WORK TO DO
Starting at the line that contains "For our traffic camera dashboard, pinpoint every group" and continuing through the last line below, write those lines as a JSON list of strings, one string per line, with blank lines omitted.

### WORKING DATA ###

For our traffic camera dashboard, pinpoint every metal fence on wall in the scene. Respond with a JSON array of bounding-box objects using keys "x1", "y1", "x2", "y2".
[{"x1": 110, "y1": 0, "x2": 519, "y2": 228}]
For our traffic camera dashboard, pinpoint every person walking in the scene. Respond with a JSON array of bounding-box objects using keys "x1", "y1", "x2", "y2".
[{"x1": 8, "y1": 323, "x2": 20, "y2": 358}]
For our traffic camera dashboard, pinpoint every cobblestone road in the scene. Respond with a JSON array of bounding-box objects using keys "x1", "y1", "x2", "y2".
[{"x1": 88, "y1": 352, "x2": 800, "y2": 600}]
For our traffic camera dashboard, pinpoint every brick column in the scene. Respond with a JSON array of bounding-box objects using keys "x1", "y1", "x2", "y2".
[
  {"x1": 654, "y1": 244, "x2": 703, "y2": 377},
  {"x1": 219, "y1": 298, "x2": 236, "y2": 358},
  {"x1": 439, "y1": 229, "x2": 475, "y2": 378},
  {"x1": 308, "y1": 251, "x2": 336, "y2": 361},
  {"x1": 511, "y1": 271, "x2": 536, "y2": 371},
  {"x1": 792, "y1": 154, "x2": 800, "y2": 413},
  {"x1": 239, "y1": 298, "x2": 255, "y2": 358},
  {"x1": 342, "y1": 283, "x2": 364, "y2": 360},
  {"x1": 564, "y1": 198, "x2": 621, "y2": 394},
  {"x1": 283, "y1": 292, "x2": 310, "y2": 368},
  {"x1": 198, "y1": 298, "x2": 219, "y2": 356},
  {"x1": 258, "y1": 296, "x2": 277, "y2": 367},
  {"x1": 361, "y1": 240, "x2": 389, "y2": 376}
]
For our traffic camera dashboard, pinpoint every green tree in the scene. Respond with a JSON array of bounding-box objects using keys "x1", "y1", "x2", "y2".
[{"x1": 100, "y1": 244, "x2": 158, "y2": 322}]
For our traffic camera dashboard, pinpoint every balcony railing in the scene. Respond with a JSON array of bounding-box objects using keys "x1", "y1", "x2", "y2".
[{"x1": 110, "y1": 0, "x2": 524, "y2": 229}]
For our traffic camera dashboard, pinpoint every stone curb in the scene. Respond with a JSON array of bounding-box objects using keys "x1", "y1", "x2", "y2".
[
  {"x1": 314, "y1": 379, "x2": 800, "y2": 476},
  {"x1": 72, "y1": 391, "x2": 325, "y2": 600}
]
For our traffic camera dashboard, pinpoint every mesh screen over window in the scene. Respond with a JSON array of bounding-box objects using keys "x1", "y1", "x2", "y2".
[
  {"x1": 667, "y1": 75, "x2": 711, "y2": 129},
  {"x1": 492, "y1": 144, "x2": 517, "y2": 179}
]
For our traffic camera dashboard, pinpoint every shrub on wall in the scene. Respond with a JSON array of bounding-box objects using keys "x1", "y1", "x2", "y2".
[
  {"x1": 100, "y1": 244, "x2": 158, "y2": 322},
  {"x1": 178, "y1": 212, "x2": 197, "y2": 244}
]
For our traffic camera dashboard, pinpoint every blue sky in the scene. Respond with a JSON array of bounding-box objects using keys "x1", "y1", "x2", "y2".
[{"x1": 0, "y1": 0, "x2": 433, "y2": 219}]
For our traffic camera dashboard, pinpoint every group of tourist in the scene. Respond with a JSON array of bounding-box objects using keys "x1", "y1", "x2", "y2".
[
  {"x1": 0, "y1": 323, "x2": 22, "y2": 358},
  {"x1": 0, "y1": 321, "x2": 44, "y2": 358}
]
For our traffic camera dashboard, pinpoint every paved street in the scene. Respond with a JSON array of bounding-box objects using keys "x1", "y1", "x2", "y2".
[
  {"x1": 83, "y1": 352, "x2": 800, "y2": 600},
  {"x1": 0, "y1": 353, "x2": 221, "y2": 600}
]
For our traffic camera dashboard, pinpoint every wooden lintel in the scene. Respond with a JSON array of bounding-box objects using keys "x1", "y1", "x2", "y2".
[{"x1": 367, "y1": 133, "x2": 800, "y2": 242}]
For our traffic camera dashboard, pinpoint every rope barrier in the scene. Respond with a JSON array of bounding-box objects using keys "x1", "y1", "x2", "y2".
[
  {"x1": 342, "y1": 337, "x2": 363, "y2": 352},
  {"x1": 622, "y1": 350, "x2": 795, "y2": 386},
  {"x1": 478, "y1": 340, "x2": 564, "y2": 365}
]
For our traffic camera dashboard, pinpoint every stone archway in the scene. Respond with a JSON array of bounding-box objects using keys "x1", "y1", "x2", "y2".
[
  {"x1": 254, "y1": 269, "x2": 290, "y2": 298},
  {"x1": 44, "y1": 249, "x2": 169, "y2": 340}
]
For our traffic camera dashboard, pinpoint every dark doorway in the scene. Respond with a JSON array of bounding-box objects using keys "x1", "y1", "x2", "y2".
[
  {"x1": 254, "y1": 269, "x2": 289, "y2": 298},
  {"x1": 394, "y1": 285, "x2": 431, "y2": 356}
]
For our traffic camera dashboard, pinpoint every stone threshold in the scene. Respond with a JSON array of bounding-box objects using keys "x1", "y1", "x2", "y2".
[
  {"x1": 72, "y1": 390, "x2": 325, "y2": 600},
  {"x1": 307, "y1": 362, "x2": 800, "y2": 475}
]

###

WRITTEN REPLY
[
  "For our traffic camera dashboard, pinpoint every group of tourist in the scene. Respond with a JSON array of bounding-box objects using keys \"x1\", \"y1\", \"x2\", \"y2\".",
  "[",
  "  {\"x1\": 0, \"y1\": 323, \"x2\": 22, \"y2\": 358},",
  "  {\"x1\": 0, \"y1\": 321, \"x2\": 44, \"y2\": 358}",
  "]",
  "For our traffic camera dashboard, pinpoint every paved street in the scene. Respond with a JSON array of bounding-box objects using keys \"x1\", \"y1\", \"x2\", \"y2\".",
  "[",
  "  {\"x1\": 83, \"y1\": 352, \"x2\": 800, \"y2\": 600},",
  "  {\"x1\": 0, \"y1\": 353, \"x2\": 221, \"y2\": 600}",
  "]",
  "For our traffic camera dashboard, pinpoint every wooden lintel in the scene. Respond with a JSON array of bounding-box objects using keys \"x1\", \"y1\", \"x2\", \"y2\".",
  "[{\"x1\": 367, \"y1\": 133, \"x2\": 800, \"y2\": 242}]",
  "For our traffic camera dashboard, pinpoint every rope barrier in the scene. Respond with a JSON array of bounding-box objects using keys \"x1\", \"y1\", \"x2\", \"y2\".",
  "[",
  "  {\"x1\": 342, \"y1\": 337, \"x2\": 363, \"y2\": 352},",
  "  {\"x1\": 622, \"y1\": 350, \"x2\": 795, \"y2\": 386},",
  "  {\"x1\": 478, \"y1\": 340, \"x2\": 564, \"y2\": 365}",
  "]",
  "For our traffic camera dashboard, pinpoint every stone archway in the scene. Respond with a JSON array of bounding-box objects using keys \"x1\", \"y1\", \"x2\", \"y2\".",
  "[",
  "  {\"x1\": 254, \"y1\": 269, \"x2\": 290, \"y2\": 298},",
  "  {\"x1\": 44, \"y1\": 249, \"x2\": 169, \"y2\": 340}",
  "]",
  "For our traffic camera dashboard, pinpoint every dark doorway in the scene. Respond with a JSON array of bounding-box objects using keys \"x1\", \"y1\", \"x2\", \"y2\".",
  "[",
  "  {\"x1\": 254, \"y1\": 269, \"x2\": 289, \"y2\": 298},",
  "  {\"x1\": 394, \"y1\": 285, \"x2\": 431, \"y2\": 356}",
  "]",
  "For our traffic camera dashboard, pinpoint every stone threshold in the scene. Respond with a JSON array of bounding-box objects using keys \"x1\", \"y1\", \"x2\", \"y2\".",
  "[",
  "  {\"x1\": 72, \"y1\": 390, \"x2\": 325, \"y2\": 600},",
  "  {\"x1\": 307, \"y1\": 362, \"x2\": 800, \"y2\": 475}",
  "]"
]